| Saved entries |
__________
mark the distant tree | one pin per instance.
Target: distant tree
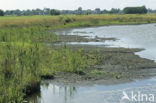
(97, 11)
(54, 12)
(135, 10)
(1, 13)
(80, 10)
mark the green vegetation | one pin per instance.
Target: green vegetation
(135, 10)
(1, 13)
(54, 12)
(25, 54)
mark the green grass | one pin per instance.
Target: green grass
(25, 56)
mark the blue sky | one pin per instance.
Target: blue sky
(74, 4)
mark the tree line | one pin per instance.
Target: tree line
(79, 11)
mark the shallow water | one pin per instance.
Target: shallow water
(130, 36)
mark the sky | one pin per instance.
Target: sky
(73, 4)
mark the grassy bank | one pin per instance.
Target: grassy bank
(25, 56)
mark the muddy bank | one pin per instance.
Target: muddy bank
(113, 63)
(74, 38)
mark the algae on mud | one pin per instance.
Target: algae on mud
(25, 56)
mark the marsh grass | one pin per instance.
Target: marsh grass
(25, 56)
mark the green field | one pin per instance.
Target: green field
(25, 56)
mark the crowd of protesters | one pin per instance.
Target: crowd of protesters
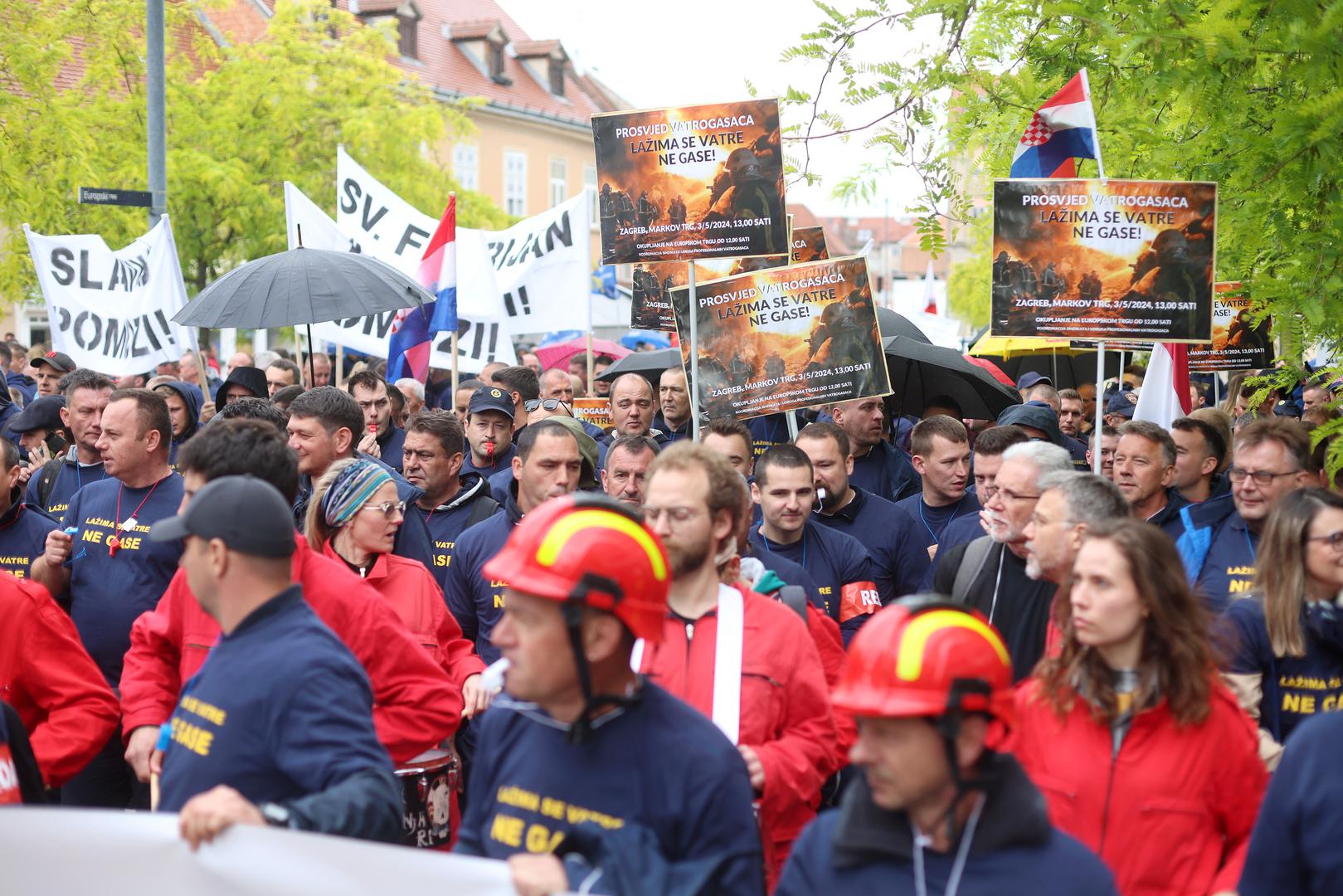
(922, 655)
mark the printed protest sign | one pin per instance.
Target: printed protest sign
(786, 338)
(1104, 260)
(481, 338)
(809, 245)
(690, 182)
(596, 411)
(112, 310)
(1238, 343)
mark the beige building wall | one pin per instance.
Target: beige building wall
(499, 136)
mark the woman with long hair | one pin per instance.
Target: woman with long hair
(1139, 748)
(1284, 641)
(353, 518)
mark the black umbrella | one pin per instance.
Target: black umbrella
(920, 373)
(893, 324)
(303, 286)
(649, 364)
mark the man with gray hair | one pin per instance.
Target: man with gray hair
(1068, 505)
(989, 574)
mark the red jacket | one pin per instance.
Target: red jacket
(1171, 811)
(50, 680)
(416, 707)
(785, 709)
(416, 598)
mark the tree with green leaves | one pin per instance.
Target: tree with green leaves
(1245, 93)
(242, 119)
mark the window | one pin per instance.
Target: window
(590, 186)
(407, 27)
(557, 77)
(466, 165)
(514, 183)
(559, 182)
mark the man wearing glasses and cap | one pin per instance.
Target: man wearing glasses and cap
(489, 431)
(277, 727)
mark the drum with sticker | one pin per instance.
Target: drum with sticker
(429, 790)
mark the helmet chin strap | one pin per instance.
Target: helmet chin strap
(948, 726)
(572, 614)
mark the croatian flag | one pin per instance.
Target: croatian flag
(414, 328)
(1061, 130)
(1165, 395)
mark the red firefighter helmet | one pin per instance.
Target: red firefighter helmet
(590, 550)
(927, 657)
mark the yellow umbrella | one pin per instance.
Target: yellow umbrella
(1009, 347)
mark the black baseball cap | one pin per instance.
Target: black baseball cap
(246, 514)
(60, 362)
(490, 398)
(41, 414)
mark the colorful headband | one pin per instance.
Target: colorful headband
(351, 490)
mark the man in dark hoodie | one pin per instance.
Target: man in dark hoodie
__________
| Task to carry out |
Please print exactly the lines from the one containing "mark the colorful" through the last line of the records, both included, and nothing else.

| Solution to the problem |
mark the colorful headband | one pin per instance.
Target: colorful headband
(351, 490)
mark the man in dark hoodie | one pin per instance.
Target: man in dark hoodie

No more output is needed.